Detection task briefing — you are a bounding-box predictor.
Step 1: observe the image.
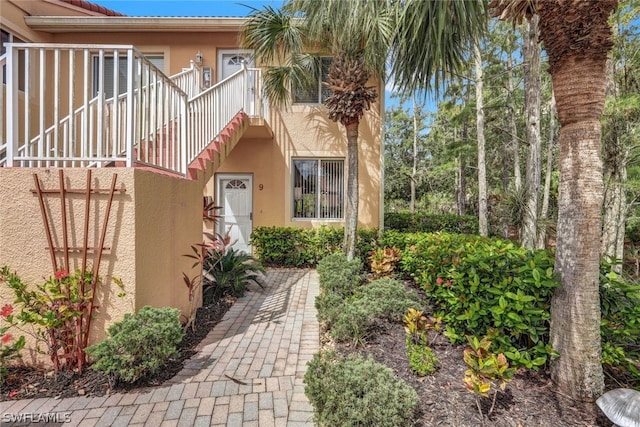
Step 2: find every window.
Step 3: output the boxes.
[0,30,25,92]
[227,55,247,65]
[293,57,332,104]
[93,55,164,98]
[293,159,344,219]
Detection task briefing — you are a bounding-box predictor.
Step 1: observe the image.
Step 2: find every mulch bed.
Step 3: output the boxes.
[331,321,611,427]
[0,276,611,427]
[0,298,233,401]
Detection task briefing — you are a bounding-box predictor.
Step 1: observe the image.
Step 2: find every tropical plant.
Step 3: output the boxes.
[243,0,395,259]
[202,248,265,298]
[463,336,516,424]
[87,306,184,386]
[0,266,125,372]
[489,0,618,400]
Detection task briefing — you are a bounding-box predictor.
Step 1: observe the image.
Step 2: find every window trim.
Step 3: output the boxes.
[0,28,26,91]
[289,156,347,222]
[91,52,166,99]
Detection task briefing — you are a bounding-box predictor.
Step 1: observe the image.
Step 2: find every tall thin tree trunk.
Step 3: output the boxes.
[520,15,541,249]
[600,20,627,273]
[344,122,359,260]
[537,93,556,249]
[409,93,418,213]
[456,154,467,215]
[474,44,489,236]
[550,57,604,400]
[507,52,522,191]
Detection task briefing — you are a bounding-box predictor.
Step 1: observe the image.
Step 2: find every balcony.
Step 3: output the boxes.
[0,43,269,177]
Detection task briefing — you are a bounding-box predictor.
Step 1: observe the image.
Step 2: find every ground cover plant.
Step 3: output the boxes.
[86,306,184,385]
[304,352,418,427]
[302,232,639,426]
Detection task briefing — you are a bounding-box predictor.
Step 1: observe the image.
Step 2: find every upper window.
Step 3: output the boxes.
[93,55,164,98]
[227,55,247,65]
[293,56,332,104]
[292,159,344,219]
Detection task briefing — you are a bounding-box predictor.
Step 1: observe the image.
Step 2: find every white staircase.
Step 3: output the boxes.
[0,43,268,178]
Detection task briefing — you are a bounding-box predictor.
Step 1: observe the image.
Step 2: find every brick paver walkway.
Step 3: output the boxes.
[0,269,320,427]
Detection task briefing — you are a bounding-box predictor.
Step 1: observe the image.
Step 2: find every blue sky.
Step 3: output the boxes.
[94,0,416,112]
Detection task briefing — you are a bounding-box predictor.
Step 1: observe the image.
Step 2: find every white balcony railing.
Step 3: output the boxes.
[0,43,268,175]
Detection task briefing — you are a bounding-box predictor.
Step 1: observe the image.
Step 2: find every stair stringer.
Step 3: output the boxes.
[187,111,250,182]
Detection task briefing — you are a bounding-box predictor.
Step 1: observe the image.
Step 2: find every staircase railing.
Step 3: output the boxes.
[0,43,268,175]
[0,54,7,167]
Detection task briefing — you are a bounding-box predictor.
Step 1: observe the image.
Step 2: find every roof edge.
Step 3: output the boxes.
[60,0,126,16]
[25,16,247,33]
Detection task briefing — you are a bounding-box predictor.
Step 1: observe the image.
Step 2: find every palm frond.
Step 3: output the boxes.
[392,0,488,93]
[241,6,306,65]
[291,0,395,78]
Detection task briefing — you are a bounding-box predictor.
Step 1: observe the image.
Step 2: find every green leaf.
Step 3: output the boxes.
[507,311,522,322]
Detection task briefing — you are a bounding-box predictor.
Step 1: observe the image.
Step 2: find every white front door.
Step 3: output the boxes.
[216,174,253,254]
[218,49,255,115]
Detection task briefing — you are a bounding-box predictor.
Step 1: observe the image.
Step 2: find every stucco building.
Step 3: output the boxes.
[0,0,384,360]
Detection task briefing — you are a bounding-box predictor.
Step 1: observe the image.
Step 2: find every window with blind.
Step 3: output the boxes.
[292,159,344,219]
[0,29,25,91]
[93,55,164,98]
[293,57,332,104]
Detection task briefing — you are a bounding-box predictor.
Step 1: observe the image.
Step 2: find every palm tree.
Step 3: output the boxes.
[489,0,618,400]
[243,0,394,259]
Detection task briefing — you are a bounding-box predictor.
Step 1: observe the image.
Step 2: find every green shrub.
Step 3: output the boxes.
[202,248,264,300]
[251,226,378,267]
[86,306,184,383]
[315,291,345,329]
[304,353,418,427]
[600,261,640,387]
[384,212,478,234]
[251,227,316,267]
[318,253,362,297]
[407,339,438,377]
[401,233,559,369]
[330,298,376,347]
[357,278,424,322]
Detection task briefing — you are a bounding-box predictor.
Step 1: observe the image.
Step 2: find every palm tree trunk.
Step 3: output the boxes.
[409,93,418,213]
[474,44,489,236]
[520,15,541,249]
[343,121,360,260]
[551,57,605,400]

++++++

WHAT TO DO ->
Reproduce every line of the material above word for word, leaving out the picture.

WRITTEN RESPONSE ->
Detection task briefing — you are a bounding-box predictor.
Step 1: observe the image.
Step 2: find every window.
Step 3: output the boxes.
[0,30,25,92]
[227,55,247,65]
[293,57,332,104]
[93,55,164,98]
[293,159,344,219]
Detection task briefing — you are a bounding-box predictor.
Step 1: observe the image.
Step 2: find every mulch bed.
Step 3: output the boxes.
[331,321,611,427]
[0,276,611,427]
[0,298,233,401]
Detection task briefing — you are a bounding-box predictor.
Step 1: observe the image.
Step 2: find every tropical plant.
Step 3: output the boxes.
[243,0,395,259]
[202,248,265,298]
[463,336,516,424]
[87,306,184,386]
[0,266,125,372]
[489,0,618,400]
Detection task briefing — you are a bounding-box predictor.
Step 1: observe the image.
Step 2: find every window trim.
Step 3: output the boxes.
[0,28,26,91]
[289,156,347,222]
[91,52,166,99]
Detection task briefing — you are a bounding-box predictor.
Step 1: observe the image.
Step 2: find every tall thin tree trunk.
Step 3: output the boxes.
[520,15,541,249]
[600,20,627,273]
[344,122,359,260]
[537,93,556,249]
[409,93,418,213]
[456,154,467,215]
[474,44,489,236]
[550,57,604,400]
[507,52,522,191]
Detection task briefing — you are a bounding-box predictor.
Step 1: observe the image.
Step 2: find every balcony.
Step 3: output the boxes.
[0,43,269,177]
Detection task briefing — you are a bounding-box predictor.
Step 1: observe the image.
Step 2: find every ground cover plant.
Step 3: output the boxes.
[86,306,184,385]
[304,352,418,427]
[302,232,639,426]
Detection task briefing — you are a bounding-box predictor.
Step 1: observe the image.
Step 2: find every upper window.
Step 3: output the boxes.
[93,55,164,98]
[227,55,247,65]
[293,56,332,104]
[292,159,344,219]
Detection task briefing — you are a bounding-box predictor.
Step 1: observe the image.
Step 2: find every white staircase.
Step 3: output the boxes.
[0,43,268,178]
Detection task briefing — you are a bounding-box predictor.
Step 1: observe the image.
Step 2: find every brick paver walkway.
Step 3: output the boxes.
[0,269,320,427]
Detection task briefing — you are a bounding-box predictor.
Step 1: observe the image.
Step 2: find every blue sky.
Step 3: output the boxes.
[94,0,416,112]
Detection task briefing — you are a bounding-box predictor.
Step 1: observe the image.
Step 2: find every white balcony railing.
Step 3: output the boxes.
[0,43,268,175]
Detection task briefing — you are a bounding-box predictor.
Step 1: observe the image.
Step 2: find every stair stringer.
Step 3: output the boxes.
[187,111,250,182]
Detection task briefing — you are a bounding-box predictor.
Step 1: observe the image.
Step 2: find every staircase railing.
Step 3: output the boxes.
[0,43,268,175]
[0,54,7,167]
Detection task briefing — you are a bounding-box predictor.
Step 1: observe the image.
Step 2: find every roof edge.
Step 3: output the boxes.
[60,0,126,16]
[25,16,247,33]
Detection task briefing — you are a bounding-box predictor.
Step 1: observe the image.
Step 2: find every palm frond.
Step 3: output the boxes.
[392,0,488,93]
[241,6,306,65]
[291,0,395,78]
Detection task briefing — you are a bounding-box predictor.
Step 1: observe the image.
Step 2: find every green leaf.
Step 3: output the boxes.
[507,311,522,322]
Detection task briefing — you are a bounding-box predictor.
Step 1: observe the image.
Step 2: find every white front door.
Step 3: output the boxes.
[216,174,253,254]
[218,49,255,115]
Detection task briefing — you are a bounding-box predictor.
Step 1: observe the image.
Step 2: find every stucco building.
Step 3: output the boxes.
[0,0,384,360]
Detection task briefing — you are a bounding-box predictor.
Step 1: observe the image.
Step 2: find every window with blind.
Step 3: output the boxes.
[292,159,344,219]
[0,29,25,91]
[93,55,164,98]
[293,57,332,104]
Detection task briefing — you are a bounding-box predictor.
Step 1: observe the image.
Step 2: find every palm tree.
Step 3: output the boxes.
[489,0,618,400]
[243,0,394,259]
Detection task briefing — you are a bounding-box predictor.
Step 1: observe the image.
Step 2: find every green shrub.
Step 3: output the boxes.
[202,248,264,300]
[251,226,378,267]
[86,306,184,383]
[315,291,345,329]
[304,353,418,427]
[600,261,640,387]
[384,212,478,234]
[251,227,316,267]
[318,253,362,297]
[407,339,438,377]
[401,233,559,369]
[330,298,376,347]
[357,278,424,322]
Detection task briefing — you are a bounding-box predictor.
Step 1: observe the image.
Step 2: find every palm tree trunk.
Step 3: output the boxes.
[409,93,418,213]
[474,44,489,236]
[520,15,541,249]
[343,121,360,260]
[551,57,605,400]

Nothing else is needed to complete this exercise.